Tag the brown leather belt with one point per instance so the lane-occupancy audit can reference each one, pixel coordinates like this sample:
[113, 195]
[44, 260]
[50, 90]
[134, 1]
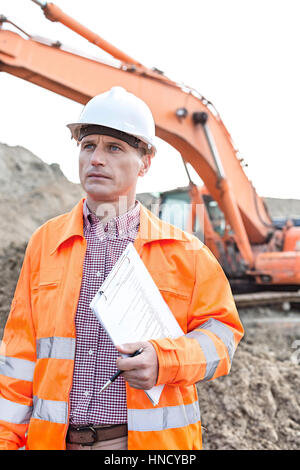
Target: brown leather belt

The problem: Copy out every line of the records above word for word, leaving out the pictures.

Written answer:
Tag the brown leather belt with one point per instance so the lane-occupancy audit can reference each one, pixel coordinates like this sample:
[113, 195]
[44, 260]
[50, 90]
[134, 1]
Target: brown leather belt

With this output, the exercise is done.